— Passage —
Content starts
Leaked photos of the next generation Mac Mini suggest that Apple is committed to steadily shrinking components and appears to be on the road to something that may look a lot like this vision of the iPhone 2015 that we published last November:
Sometimes it’s hard for people to get an accurate sense of what the future holds for certain technologies. For instance, could the average person three years ago have imagined that something like the 3G iPhone could exist now?
It is for this reason I present this vision of the iPhone circa 2015.
Contact Lens Display

The most interesting feature of the iPhone 2015 is its first generation Contact Lens Display System. If there’s one thing that iPhone users believe themselves to be, and that Apple stresses all the time, it’s that people who use Apple products are independent and unique. It is for this reason that an eyeglass display was thrown out. No iPhone user would be caught dead wearing the same glasses as over ten million other iPhone users. The fact is, glasses are cumbersome. They gather dirt, get lost easily, and make sports rather difficult.
In 2007, development of a contact lens display system began at the University of Washington, Seattle. “Engineers at the University of Washington have for the first time used manufacturing techniques at microscopic scales to combine a flexible, biologically safe contact lens with an imprinted electronic circuit and lights.” In the time between now and 2015, the cost involved in the production of a contact lens display will likely reduce in price, meaning the loss of one won’t reduce you to tears in case of loss.
Content ends
— Study questions —
• A. List what the iPhone 2015 text says glasses do in the sentence that begins "They gather dirt".
• B. Write out the iPhone 2015 text from "Leaked photos of" up to and including "could exist now?", switching "Mac Mini" to "MacBook Air".
• C. Resume the iPhone 2015 text after its last sentence.
The listing is separate material with no connection to the iPhone 2015 text.

— Records supplied —
Content starts
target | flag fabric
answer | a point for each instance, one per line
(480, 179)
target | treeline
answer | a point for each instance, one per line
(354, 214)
Content ends
— Responses in order —
• A. They gather dirt, get lost easily, and make sports rather difficult.

• B.
Leaked photos of the next generation MacBook Air suggest that Apple is committed to steadily shrinking components and appears to be on the road to something that may look a lot like this vision of the iPhone 2015 that we published last November:
Sometimes it’s hard for people to get an accurate sense of what the future holds for certain technologies. For instance, could the average person three years ago have imagined that something like the 3G iPhone could exist now?

• C.
The problems associated with contact lenses (protein build-up, 8-hour wear limit, annoyance of constant inserting and removal) will be lessened with oxygen-permeable lenses. O2OPTIX, a company currently specializing in such breathable lenses, already sells a lens capable of week-long wear without removal. “O2OPTIX is made with a revolutionary silicone hydrogel technology allowing up to 5 times more oxygen through the lens than the leading traditional 2-week lens, to help protect from the signs and symptoms of corneal oxygen deficiency.” It only makes sense that seven years from now a lens will be developed which can last even longer making wearable contact lenses less of a pain.
Of course there always is the option of implanting the lens permanently into the eye, but who would ever go under invasive surgery for first generation technology?